-- start SOURCE TEXT --
Yukhym Dmytrovych Konoplya (; born 26 August 1999) is a Ukrainian professional footballer who plays as a defender  for Shakhtar Donetsk in the Ukrainian Premier League.

Club career

Shakhtar Donetsk
Born in Donetsk, Konoplya is a product of Shakhtar Donetsk academy. He played with Shakhtar Donetsk in UEFA Youth League in the 2017–18 and 2018–19 seasons.

Desna Chernihiv
In the summer of 2019 he moved on loan to Desna Chernihiv and made his debut in the Ukrainian Premier League as a second-half substitute player in a winning home match against Vorskla Poltava on 3 August 2019. At the end of the season his club qualified for the UEFA Europa League for the first time in club history. In the summer of 2020 he agreed to extend his contract for one more year with Desna Chernihiv Konoplya played in the first European match in the history of the club against Wolfsburg in the 2020–21 UEFA Europa League third qualifying round at the AOK Stadion. On 30 September 2020 he played against Rukh Lviv in the Ukrainian Cup with the Chernihiv club qualifying for the round of 16. On 9 May 2021 he scored his first senior goal against Mariupol in the Ukrainian Premier League.

Shakhtar Donetsk

2021–22 season
In the summer of 2021 signed with Shakhtar Donetsk. On 21 August he made his debut for the club against Chornomorets Odesa at Chornomorets Stadium. On 22 September he won his first club trophy by clinching the 2021 Ukrainian Super Cup against Dynamo Kyiv at the NSC Olimpiyskyi in Kyiv, coming on as a substitute in the 88th minute. On 3 December, he scored his first goal in the Ukrainian Premier League against Lviv.

International career

Ukraine U20
Konoplya was part of Ukraine national under-20 football team that won the 2019 FIFA U-20 World Cup. He played a key role in Ukraine's success, appearing in six of the seven matches and making four  assists.
-- end SOURCE TEXT --
-- start INFORMATION PROVIDED --
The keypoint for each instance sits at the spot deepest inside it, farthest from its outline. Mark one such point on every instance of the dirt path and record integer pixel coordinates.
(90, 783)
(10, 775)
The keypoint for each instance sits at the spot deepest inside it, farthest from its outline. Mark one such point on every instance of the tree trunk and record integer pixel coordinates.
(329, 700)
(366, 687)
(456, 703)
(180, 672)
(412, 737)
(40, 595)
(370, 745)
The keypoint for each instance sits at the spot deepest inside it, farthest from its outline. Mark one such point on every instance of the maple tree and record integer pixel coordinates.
-- end INFORMATION PROVIDED --
-- start INFORMATION PROVIDED --
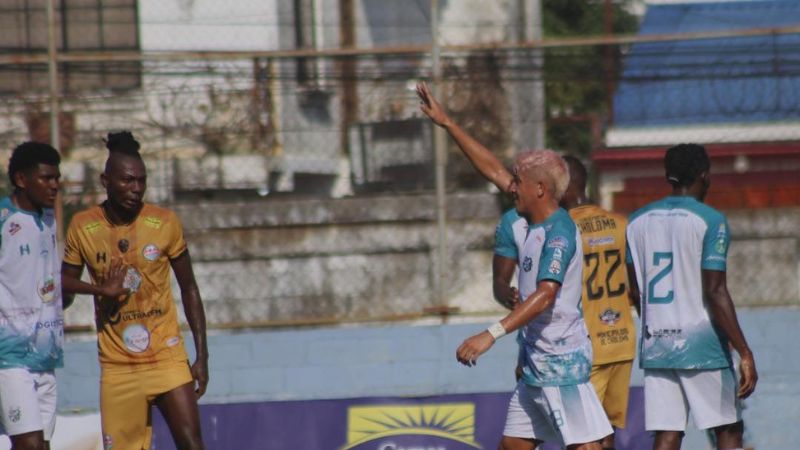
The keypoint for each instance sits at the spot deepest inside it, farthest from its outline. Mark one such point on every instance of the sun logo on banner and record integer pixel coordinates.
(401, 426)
-- end INFORMATION PROVIDED --
# [TASKS AND EXERCISES]
1. Render this sentence from the Konoplya biography in Spanish: "On 21 August he made his debut for the club against Chornomorets Odesa at Chornomorets Stadium."
2. Resume the Konoplya biography after its last sentence, the one about his role in the 2019 FIFA U-20 World Cup.

# [ANSWERS TO EACH TASK]
1. El 21 de agosto debutó con el club contra el Chornomorets Odesa en el Estadio Chornomorets.

2.
Ukraine U21
He was included in the Ukraine national under-21 football team, playing in five matches and winning the Valeriy Lobanovskyi Memorial Tournament in 2019 On 8 September 2020 he scored a goal against Finland in a 2021 UEFA European Under-21 Championship qualifier.

Ukraine
He was called up to the Ukrainian senior team for a friendly match against France and UEFA Nations League matches against Germany and Spain in October 2020, becoming the first Desna Chernihiv player to be called up to the national team. On 7 October he made his national debut against France at the Stade de France. On 14 November he played against Germany at Red Bull Arena in Leipzig.

Personal life
On 9 January 2022 he married Anastasiya Hladun.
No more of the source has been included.